Begin Data in this exercise

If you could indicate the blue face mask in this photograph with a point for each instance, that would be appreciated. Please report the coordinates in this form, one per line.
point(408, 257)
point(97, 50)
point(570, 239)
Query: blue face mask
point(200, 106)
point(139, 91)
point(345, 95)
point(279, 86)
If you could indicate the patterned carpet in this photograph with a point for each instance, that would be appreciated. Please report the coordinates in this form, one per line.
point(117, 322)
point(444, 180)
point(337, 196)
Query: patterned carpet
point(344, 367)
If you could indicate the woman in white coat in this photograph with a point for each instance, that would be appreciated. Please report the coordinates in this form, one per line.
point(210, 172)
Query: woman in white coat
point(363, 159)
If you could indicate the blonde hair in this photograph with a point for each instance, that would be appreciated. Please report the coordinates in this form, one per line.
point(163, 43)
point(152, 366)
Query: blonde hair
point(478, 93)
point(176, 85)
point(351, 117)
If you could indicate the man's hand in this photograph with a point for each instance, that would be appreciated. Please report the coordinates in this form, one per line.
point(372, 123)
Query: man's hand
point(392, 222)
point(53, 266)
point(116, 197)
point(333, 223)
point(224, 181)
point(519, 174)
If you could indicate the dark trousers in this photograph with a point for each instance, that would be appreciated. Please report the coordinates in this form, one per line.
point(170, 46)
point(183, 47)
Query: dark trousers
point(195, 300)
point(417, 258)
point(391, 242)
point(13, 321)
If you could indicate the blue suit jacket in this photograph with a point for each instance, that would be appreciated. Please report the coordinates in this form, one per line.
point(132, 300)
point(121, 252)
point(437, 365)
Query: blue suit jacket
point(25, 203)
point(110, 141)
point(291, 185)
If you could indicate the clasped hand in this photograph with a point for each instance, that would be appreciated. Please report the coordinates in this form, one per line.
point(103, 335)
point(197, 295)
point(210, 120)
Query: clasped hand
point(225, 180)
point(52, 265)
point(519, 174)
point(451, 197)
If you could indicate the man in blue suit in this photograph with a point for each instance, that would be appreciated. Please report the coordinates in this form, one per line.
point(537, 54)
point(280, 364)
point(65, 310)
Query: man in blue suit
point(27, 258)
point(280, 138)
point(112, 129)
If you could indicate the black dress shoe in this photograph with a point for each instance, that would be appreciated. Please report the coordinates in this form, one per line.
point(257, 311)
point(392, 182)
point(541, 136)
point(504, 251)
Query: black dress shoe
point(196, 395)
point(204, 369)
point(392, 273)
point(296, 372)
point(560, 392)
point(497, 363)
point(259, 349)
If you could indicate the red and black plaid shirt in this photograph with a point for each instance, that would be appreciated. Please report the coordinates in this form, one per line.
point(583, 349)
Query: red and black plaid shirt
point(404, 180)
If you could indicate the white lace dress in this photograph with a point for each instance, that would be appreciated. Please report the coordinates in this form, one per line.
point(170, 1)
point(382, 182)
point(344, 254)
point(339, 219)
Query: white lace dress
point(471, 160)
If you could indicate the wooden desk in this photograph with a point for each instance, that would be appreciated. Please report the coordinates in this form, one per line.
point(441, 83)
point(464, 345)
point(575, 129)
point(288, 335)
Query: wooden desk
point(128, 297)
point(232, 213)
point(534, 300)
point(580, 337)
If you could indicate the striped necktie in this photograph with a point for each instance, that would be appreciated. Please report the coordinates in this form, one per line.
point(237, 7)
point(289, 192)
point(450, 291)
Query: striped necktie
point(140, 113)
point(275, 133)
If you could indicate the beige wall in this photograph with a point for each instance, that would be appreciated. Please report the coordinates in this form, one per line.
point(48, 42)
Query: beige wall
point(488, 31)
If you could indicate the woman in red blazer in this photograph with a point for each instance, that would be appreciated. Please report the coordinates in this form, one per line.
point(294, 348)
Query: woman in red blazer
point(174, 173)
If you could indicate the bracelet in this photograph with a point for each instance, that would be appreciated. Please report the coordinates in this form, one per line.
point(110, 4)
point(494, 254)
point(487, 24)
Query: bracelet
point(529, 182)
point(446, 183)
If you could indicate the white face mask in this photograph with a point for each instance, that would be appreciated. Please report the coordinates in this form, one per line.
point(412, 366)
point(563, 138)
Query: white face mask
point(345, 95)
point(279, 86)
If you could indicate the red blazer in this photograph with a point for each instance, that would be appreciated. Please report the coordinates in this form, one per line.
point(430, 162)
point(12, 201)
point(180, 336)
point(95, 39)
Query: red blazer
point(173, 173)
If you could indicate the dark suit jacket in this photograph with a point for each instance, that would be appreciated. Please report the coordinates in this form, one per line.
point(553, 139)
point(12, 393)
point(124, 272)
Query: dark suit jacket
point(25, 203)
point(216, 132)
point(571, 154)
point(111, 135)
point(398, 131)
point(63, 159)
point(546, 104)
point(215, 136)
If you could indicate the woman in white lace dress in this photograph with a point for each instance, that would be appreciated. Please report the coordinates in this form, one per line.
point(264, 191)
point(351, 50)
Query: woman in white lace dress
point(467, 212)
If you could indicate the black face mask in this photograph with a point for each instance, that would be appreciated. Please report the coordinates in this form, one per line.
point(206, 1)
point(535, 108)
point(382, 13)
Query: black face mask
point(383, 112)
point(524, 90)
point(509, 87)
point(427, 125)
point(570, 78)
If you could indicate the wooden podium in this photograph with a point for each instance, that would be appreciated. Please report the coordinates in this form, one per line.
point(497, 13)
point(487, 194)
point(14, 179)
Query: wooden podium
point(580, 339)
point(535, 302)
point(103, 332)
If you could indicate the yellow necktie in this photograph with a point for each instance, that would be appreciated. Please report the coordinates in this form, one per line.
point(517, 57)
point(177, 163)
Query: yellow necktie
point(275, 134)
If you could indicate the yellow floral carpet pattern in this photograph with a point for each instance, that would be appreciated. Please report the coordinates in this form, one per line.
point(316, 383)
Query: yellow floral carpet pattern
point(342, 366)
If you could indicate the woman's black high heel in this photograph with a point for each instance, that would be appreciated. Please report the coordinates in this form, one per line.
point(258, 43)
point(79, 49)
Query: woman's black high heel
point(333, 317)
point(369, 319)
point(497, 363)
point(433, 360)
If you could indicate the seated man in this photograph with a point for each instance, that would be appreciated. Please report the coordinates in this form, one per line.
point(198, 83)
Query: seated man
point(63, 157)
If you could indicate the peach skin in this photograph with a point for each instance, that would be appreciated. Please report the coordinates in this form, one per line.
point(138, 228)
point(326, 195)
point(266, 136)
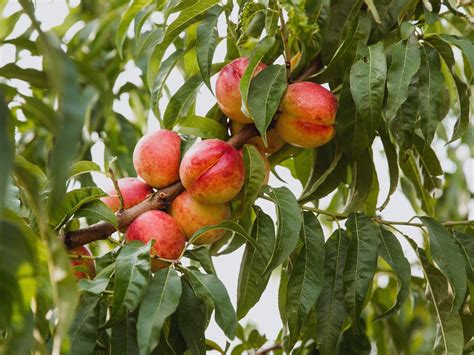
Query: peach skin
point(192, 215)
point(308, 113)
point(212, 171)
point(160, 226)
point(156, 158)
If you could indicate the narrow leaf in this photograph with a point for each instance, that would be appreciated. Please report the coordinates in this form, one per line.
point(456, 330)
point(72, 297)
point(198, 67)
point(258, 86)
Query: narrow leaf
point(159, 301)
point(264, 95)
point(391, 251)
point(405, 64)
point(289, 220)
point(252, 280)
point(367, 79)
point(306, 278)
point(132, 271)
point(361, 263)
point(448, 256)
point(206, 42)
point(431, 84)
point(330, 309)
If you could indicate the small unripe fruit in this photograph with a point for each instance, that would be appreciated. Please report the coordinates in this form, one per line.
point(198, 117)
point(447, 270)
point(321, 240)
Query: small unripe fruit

End Data in this exercise

**What you will do:** Pull every row above into your answer word for word, and leave out any images.

**Task solution:**
If you could indicate the blue face mask in this photograph with a point for each instance, that would be appreciated. Please report the coordinates in this form, one per line.
point(408, 257)
point(97, 50)
point(570, 239)
Query: blue face mask
point(200, 106)
point(139, 91)
point(345, 95)
point(279, 86)
If you could indicate the patterned carpet in this photograph with a point for each instance, that would be appreciated. Please report the coordinates in this form, one per line.
point(117, 322)
point(444, 180)
point(337, 196)
Query: patterned carpet
point(344, 367)
If you could indicate the woman in white coat in this photograph with a point for each instance, that would be appreciated. Please report the coordinates in this form, one per line.
point(210, 172)
Query: woman in white coat
point(363, 159)
If you could indicate the blonde hair in this photograph with a point for each instance, that would be appreciated. Please report the coordinates in this form, one per line.
point(163, 43)
point(152, 366)
Query: blonde hair
point(478, 93)
point(176, 85)
point(351, 117)
If you could indicate the man's hand in this photograph with a point for each instance, that would be appreciated. Please report the coordinates in this form, one per line.
point(372, 123)
Query: man's hand
point(392, 222)
point(53, 266)
point(116, 197)
point(333, 223)
point(224, 181)
point(519, 174)
If you could indicate the dark trousers in this photograph with a point for each instance, that would be appreciated. Please report the coordinates in this form, one per line.
point(170, 46)
point(183, 47)
Query: dark trousers
point(195, 300)
point(417, 258)
point(391, 242)
point(13, 321)
If you could indicate the blue suit jacket in this photograph with a point for each instance, that would be appreciated. Please report the coordinates in this form, one per line.
point(132, 300)
point(121, 252)
point(437, 365)
Query: blue suit jacket
point(25, 203)
point(110, 141)
point(291, 185)
If you could indicate the clasped hand in this photograph with a point for each instance, that would be appreciated. Please report the coordinates in this form, one per line.
point(103, 335)
point(197, 295)
point(210, 120)
Query: clasped hand
point(225, 180)
point(52, 265)
point(519, 174)
point(451, 197)
If you could indicate the man in blue suit in this photograph with a point for each instance, that would be appreciated. Please report the coordinates in this form, one per line.
point(537, 54)
point(280, 364)
point(65, 310)
Query: man in blue suit
point(27, 258)
point(280, 138)
point(112, 129)
If you could indicate the black dress shoe in this photograph with a point for each instance, that would be appreciated. Please report the coordinates in this form, one per line.
point(257, 311)
point(392, 182)
point(541, 136)
point(504, 251)
Query: black dress shoe
point(196, 395)
point(204, 369)
point(392, 273)
point(296, 372)
point(560, 392)
point(497, 363)
point(259, 349)
If you could indicate the red and black plaid shirt in this photograph with a point for each instance, that would be appreciated. Please report the coordinates in this form, one per line.
point(583, 349)
Query: red and black plaid shirt
point(404, 180)
If you could indicate the white lace dress in this photograph with a point for each instance, that would be appreciated. Please report the coordinates in this form, one per line.
point(170, 1)
point(382, 182)
point(344, 254)
point(339, 219)
Query: white lace dress
point(471, 160)
If you could indicate the wooden desk in this photograph with a point for each instance, that would be appreciated. Please report the coordinates in this form, one per line.
point(441, 83)
point(464, 345)
point(575, 129)
point(288, 335)
Query: wooden desk
point(128, 297)
point(232, 213)
point(534, 300)
point(580, 337)
If you could indicate the striped necktie in this photograph with a point for each instance, that would be appreciated. Please report the coordinates in this form, one per line.
point(237, 7)
point(289, 192)
point(450, 291)
Query: striped necktie
point(140, 113)
point(275, 133)
If you could indicate the beige wall in this photograph with a point for each instance, that would be appreciated. Please report the coordinates in this form, one per line.
point(48, 42)
Query: beige wall
point(488, 31)
If you could indicate the woman in red blazer in this photograph with a point for each instance, that would be appreciated. Please report the coordinates in this form, one per line.
point(294, 348)
Query: woman in red blazer
point(174, 173)
If you could indicate the bracelet in this photograph with a point for each instance, that would be appreciated. Please report the coordinates in this form, one per line.
point(110, 4)
point(494, 254)
point(487, 24)
Query: bracelet
point(529, 182)
point(446, 183)
If you could indicate the white face mask in this photograph with a point for each instance, that would be appreciated. Please report the coordinates in this form, one per line.
point(412, 366)
point(563, 138)
Query: white face mask
point(345, 95)
point(279, 86)
If you could indicate the red blazer in this photograph with a point for each instance, that would be appreciated. Please report the coordinates in this form, one per line.
point(430, 162)
point(12, 201)
point(180, 336)
point(95, 39)
Query: red blazer
point(173, 173)
If you could indicate the dark suit jacket in this photograph with a point for each instance, that would be appreciated. Please report the coordinates in this form, one per line.
point(553, 139)
point(12, 393)
point(124, 272)
Query: dark suit jacket
point(25, 203)
point(216, 132)
point(571, 154)
point(111, 135)
point(398, 131)
point(63, 159)
point(546, 104)
point(215, 136)
If you could indicate the woman in white lace dress in this photograph with a point for each instance, that would be appreciated. Please report the coordinates in this form, one per line.
point(264, 191)
point(351, 50)
Query: woman in white lace dress
point(467, 212)
If you could indicate the black face mask in this photograph with a point for each instance, that would be appreciated. Please report the coordinates in this form, one per line.
point(206, 1)
point(535, 108)
point(382, 13)
Query: black face mask
point(383, 112)
point(524, 90)
point(509, 87)
point(427, 125)
point(570, 78)
If you could indicate the wooden podium in this photograph with a point for each instance, that would be appreciated. Please report the coordinates in this form, one per line.
point(497, 13)
point(487, 194)
point(14, 179)
Query: wooden podium
point(580, 339)
point(535, 302)
point(103, 332)
If you could indicate the yellow necktie in this photograph with a point for each instance, that would be appreciated. Please report the coordinates in this form, one per line.
point(517, 57)
point(177, 163)
Query: yellow necktie
point(275, 134)
If you could indicate the yellow floral carpet pattern in this photograph with a point for each instance, that would be appreciated. Please report the coordinates in this form, one per line.
point(316, 383)
Query: yellow floral carpet pattern
point(342, 366)
If you could indicate the woman's black high heel in this photograph with a point for each instance, that would be appreciated. Please report the coordinates in this form, one per line.
point(258, 43)
point(79, 49)
Query: woman's black high heel
point(333, 317)
point(369, 319)
point(497, 363)
point(433, 360)
If you could indicate the seated man in this photograph with a point for each instance, that would be appreciated. Please report the coordinates in this form, one per line.
point(198, 83)
Query: seated man
point(63, 157)
If you could indicate the peach skin in this photograph with a point for each instance, that would be appreciated. Please report the coordinates in this form, one per line.
point(138, 228)
point(326, 195)
point(266, 136)
Query: peach skin
point(192, 215)
point(308, 113)
point(212, 171)
point(160, 226)
point(156, 158)
If you could indicate the narrow leaf in this photograph with a point for each instance, that would be appreciated. Please report the coordinates in this form, one per line.
point(456, 330)
point(72, 297)
point(198, 67)
point(258, 86)
Query: narrow leaf
point(159, 301)
point(264, 95)
point(391, 251)
point(405, 64)
point(289, 220)
point(252, 280)
point(367, 79)
point(306, 278)
point(132, 271)
point(361, 263)
point(448, 256)
point(206, 42)
point(431, 84)
point(330, 309)
If you could indicate the small unripe fruit in this photograph with a point for each instance, that would be appreciated. Please report the coordinates in this form, one per line.
point(198, 117)
point(447, 270)
point(321, 240)
Query: small unripe fruit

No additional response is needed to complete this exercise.